- [Written exercise]: Resume the email about access to Kenya Bird Map data, continuing from its final sentence.

- [Reading passage]:
--- Begin ---
From: Paula Kahumbu <pkahumbu@gmail.com>
Date: 2019-08-24 12:30
Subject: Re: [KENYABIRDSNET] Kenya Bird Map data

Wow, we saw this with the IUCN African elephant database and MIKE data which had similar terms except you had to ask governments to give you permission for the data on elephants. The data was held by a few individuals who have been publishing articles in their own names, none of them are Africans...  sadly this is s the con in conservation


On Tue, May 7, 2019 at 11:18 AM David Clarance dclarance@gmail.com [kenyabirdsnet] <kenyabirdsnet-noreply@yahoogroups.com> wrote:
 

Dear all,

Over the last 1.5 years I've been somewhat involved in trying to access and analyze data from the Kenya Bird Map. While the methodology is sound and the efforts have galvanized a community around it, I can't help but see issues that go against the very ethos of open and citizen led science. I hope this note is taken in a positive manner - as a way to push for the rights of Kenyan citizen scientists and to strengthen our approach to conservation. 

First, a note on the arrangement of collection and storing data. Data is collected via an app called BirdLasser which is an independently owned private firm based in South Africa. Some of the data is transferred, in a very specific format, to the University Of Cape Town servers which host the data and provide the back-end for the various bird maps (Kenya Bird Map, Nigeria Bird Map etc).

Here are a few points I would love for the more senior and influential birders and researchers to think about:

1. The data is owned by a private firm. 

This to me is the biggest issue. The folks at BirdLasser are wonderful and no doubt committed to conservation and science as their constitution declares. However, their Terms and Conditions are a bit more nuanced and they are not exactly committed to sharing data with researchers. Let me start with an example: A few researchers and I were interested in using the GPS coordinates to build species distribution maps. We approached the KBM to learn that the servers at UCT do not actually have that data. We went to BirdLasser and were told that the user agreement states that they cannot share data without the explicit consent of the user. This means that it is virtually impossible to get all the data since you would need every user to give consent. However, there are two ways to do this:

(a) Register a cause: Users sign in and give consent. Again a really difficult thing to do because you need every user to sign up manually. Go to causes > sign up etc.
--- End ---
- [Information supplied]:
--- Begin ---
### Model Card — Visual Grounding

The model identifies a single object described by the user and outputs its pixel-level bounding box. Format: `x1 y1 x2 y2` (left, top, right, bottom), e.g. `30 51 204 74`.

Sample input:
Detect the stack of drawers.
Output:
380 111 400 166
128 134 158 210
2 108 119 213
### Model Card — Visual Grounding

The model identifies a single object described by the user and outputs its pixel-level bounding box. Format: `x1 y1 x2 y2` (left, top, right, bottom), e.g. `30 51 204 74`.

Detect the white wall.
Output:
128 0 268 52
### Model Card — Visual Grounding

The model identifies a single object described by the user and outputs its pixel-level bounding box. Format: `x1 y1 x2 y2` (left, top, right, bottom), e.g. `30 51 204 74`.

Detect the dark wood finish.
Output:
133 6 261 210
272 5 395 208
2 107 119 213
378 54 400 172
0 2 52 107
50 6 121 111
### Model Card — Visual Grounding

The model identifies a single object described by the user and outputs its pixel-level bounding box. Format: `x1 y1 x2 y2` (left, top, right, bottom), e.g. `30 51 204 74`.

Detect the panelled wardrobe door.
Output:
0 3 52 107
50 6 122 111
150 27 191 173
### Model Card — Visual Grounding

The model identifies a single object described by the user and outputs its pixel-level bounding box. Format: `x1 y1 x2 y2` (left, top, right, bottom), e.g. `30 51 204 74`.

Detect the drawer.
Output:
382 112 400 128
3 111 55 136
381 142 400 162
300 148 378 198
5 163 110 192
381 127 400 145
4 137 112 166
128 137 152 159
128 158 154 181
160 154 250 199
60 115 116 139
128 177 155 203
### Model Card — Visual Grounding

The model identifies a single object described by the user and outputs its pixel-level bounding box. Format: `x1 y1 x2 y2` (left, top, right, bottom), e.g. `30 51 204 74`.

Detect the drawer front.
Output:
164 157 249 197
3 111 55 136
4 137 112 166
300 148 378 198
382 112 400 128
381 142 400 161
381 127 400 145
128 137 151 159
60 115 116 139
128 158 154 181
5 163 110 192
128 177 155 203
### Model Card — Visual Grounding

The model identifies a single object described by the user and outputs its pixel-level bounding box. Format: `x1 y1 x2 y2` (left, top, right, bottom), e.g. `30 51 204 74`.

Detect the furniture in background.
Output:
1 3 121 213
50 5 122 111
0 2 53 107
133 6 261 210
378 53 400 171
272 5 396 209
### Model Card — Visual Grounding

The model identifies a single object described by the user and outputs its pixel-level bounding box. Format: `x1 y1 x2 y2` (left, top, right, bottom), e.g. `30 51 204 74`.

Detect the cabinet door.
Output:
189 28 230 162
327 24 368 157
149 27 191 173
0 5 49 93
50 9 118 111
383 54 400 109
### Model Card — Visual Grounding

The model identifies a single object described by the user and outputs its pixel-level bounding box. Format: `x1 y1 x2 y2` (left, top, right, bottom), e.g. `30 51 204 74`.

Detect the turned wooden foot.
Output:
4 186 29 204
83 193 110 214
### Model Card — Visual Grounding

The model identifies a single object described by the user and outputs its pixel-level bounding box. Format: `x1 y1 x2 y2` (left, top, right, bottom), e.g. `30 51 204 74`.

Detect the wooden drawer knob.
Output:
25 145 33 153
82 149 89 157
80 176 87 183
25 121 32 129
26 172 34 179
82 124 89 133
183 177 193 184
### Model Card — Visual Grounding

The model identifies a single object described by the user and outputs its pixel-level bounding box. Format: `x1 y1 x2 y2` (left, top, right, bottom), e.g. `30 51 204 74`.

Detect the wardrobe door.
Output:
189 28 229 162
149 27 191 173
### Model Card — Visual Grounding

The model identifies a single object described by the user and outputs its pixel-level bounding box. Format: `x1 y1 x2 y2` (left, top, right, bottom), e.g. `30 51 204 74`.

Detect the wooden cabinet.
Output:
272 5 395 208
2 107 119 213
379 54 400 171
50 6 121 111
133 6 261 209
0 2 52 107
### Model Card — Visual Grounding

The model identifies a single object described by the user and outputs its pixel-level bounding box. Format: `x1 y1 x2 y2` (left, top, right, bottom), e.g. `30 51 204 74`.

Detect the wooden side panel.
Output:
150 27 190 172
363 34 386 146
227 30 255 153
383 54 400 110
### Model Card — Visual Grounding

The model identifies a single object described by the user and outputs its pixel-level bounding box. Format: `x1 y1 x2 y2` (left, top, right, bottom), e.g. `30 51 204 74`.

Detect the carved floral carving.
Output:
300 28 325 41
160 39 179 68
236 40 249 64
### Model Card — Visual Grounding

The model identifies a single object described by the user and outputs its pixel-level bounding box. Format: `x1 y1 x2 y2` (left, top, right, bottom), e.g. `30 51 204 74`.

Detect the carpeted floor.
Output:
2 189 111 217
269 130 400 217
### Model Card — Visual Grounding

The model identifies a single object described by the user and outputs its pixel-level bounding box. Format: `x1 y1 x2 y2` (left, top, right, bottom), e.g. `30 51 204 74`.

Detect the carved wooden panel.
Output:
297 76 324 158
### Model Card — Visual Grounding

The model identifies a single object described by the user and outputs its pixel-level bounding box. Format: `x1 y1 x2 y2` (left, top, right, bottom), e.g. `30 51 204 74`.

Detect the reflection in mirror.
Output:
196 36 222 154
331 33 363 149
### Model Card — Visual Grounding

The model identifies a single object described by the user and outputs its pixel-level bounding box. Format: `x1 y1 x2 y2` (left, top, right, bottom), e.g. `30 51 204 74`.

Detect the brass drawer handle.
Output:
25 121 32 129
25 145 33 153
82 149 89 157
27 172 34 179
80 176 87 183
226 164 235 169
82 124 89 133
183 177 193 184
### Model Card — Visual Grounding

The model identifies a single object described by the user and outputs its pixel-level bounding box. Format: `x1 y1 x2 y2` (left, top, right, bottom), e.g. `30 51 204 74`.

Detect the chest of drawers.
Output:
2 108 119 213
--- End ---
- [Output below]:
(b) Ask for raw data: Only the GPS points, date and time, species is available for a one time data ask. Anything post this you would need to pay ~KSH 5000 for every future data request. Note that this is for EVERY future request post the first one. I get that it's expensive to maintain servers and the app but there are two major red flags for me here:

(i) Citizen scientists collect data for free using their own resources and time. Surely they should not be charged for using data generated?
(ii) Can a Masters student in Kenya actually afford that amount? I certainly would not be able to if I was a student. 


2. Getting data has been incredibly difficult

I work as a data scientist with a background in experiment design. When I learned about this incredible data source, I was REALLY excited and was very surprised by how little it has been used. Colin Jackson and I tried very, very hard to get data for over a year and only last month were able to get access to one API call. The researchers at UCT (who I'm sure are busy) have been very unresponsive to requests for data. Further, the data we got was in a very specific format that was designed to produce reporting rate curves. I used the API call to create a library in R for researchers to use. You can find the repository here

As you can imagine, this process would virtually derail a PhD student's thesis if it takes a year to get summarized data. I was fortunate enough to know Colin and others who pushed strongly for it, but most students do not have this. I think it's extremely unfair that researchers at UCT have access to data collected in Kenya but Kenyan researchers do not.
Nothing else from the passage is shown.